* _LISTED RECORDS_
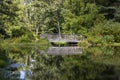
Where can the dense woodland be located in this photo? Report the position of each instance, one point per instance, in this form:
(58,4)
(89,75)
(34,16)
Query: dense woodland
(97,20)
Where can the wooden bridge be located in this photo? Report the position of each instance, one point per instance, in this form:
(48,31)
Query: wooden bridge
(63,50)
(62,38)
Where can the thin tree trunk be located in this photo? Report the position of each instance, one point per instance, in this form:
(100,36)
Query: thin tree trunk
(59,31)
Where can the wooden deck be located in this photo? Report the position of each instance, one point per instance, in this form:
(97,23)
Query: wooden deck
(62,38)
(63,51)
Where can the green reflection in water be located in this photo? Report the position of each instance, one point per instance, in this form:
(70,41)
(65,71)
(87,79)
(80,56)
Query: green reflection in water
(95,63)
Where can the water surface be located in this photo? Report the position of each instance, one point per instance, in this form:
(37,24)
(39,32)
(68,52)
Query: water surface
(61,63)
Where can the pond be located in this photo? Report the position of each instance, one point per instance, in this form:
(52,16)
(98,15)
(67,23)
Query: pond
(60,63)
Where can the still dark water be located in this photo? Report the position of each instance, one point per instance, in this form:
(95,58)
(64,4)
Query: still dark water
(60,63)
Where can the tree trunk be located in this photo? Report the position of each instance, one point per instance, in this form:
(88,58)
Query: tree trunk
(59,30)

* _TASK DETAILS_
Rewrite all the records above, replacing every "photo" with "image" and changing nothing else. Leave out the pictures.

* _CORRECT ANSWER_
Where can the dense woodland be located in this image? Report the position of each instance, one point per instance, in this form:
(58,4)
(89,75)
(34,16)
Query: dense woodland
(97,20)
Where can the wooden bridge be located in this image? Report the position of each instance, one point per instance, in this form:
(48,31)
Query: wooden bridge
(63,50)
(62,38)
Where can the thin tree trunk be located in this image? Report the position of each instance, one point per instance, in this form:
(100,36)
Query: thin tree trunk
(59,31)
Where can the wooden deck be located in this image? Report the position of each instance, one point per instance, in this form:
(97,23)
Query: wooden deck
(62,38)
(63,51)
Where can the green reflection in water be located in this image? Report the position of each instance, one point per instance, in this form:
(70,41)
(65,71)
(87,79)
(80,56)
Query: green reflection in water
(95,63)
Where can the water surface be located in this image? Report the position of each instance, one point per instance, in this form:
(37,24)
(39,32)
(68,52)
Query: water surface
(61,63)
Where can the pond be located in this image? Report the position of each instance, one point per instance, in this form:
(52,16)
(98,15)
(67,23)
Query: pond
(60,63)
Where can the still dark water be located in this image? Report the position of each instance, one point per instance, in this form:
(95,58)
(64,4)
Query: still dark water
(60,63)
Where can the tree trunk be located in this image? Report the position of each instance, one point per instance, in this form:
(88,58)
Query: tree trunk
(59,30)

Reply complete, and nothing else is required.